* [Порядок выполнения A]:
Кто, согласно тексту о раскопках в Иловке, просил археологов передать хотя бы один жетон в школьный музей?
* [Порядок выполнения B]:
Продолжите текст о раскопках в Иловке, начиная сразу после его последнего предложения.

* [Текст для анализа]:
В редакцию «Зари» поступило письмо от секретаря Иловской средней школы им. Героя России В. Бурцева Надежды Лутовой. Вот, что она пишет: «Летом, если я не ошибаюсь, 1997 года в Иловку приезжали специалисты из Венгрии. С Правительством Российской Федерации было согласовано проведение работ в местах захоронения венгерских солдат с целью отправки останков в Венгрию. Иловцы безошибочно указали место на школьном стадионе. Из иловской земли были извлечены личные вещи солдат, элементы одежды, проржавевшие каски, но мне особенно запомнились солдатские медальоны (жетоны), по которым можно было установить личность. Говорят, что у наших солдат были записки в гильзах, которые они носили на шее, а у венгерских — гравировка на металле. Помню, учитель истории Александр Алексеевич Рыжих очень просил археологов передать хоть один жетон в школьный музей. Но венгры, проводившие раскопки, пояснили, что за них они получают гораздо больше денег, т.к. это позволяет установить личность конкретного человека.
Много следов войны, конечно, ещё осталось в полях, лесах и оврагах. Ведь шли ожесточённые бои за освобождение нашего края. Подтверждение тому — воспоминания жителей об оккупации 1942-1943 годов».
Ниже публикуем их отрывки.

Позиции, перечисленные в наборе данных:

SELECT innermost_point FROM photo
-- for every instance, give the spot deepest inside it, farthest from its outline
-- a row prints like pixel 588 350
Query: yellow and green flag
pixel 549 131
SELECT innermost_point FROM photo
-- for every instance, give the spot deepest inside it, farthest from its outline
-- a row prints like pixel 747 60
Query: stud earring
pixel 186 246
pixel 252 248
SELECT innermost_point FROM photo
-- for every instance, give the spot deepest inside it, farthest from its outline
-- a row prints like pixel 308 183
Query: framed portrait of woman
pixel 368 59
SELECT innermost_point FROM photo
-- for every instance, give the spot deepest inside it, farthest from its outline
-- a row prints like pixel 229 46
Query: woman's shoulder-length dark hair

--

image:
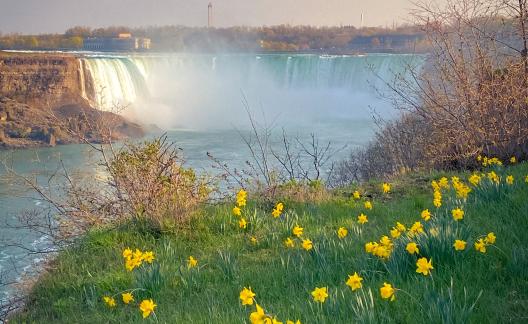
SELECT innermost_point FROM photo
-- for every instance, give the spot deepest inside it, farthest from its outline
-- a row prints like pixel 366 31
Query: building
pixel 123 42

* [Результат выполнения A]:
Учитель истории Александр Алексеевич Рыжих.

* [Результат выполнения B]:
Анна Петровна Бугакова (Попова), 1934 г. р.:
«Во время оккупации я была ребёнком и проживала в родительском доме по адресу: с. Иловка, ул. Красногвардейская, 20. Оккупирована Иловка была венграми (мадьярами). Местные жители их очень боялись. Расселились они по домам. Поселялись в те дома, которые были получше. В нашем доме также были мадьяры. Огород наш выходил на яр, в котором наша семья и соседи прятались от бомбёжки. Запомнилось мне, как в январе 1943 года, в лютый мороз, когда уже стемнело, из-под яра вышли на лыжах два наших разведчика в белых маскировочных халатах. Совсем молоденькие, худенькие, очень уставшие. Тихонько постучали к нам в окно с огорода. Мама вышла на стук. Попросили что-нибудь перекусить. Мама схватила глиняный кувшин с тёплым топлёным молоком и подала солдатам. Они его выпили и начали спрашивать о расположении мадьяр. Поговорив с матерью, солдаты быстро ушли в обратном направлении.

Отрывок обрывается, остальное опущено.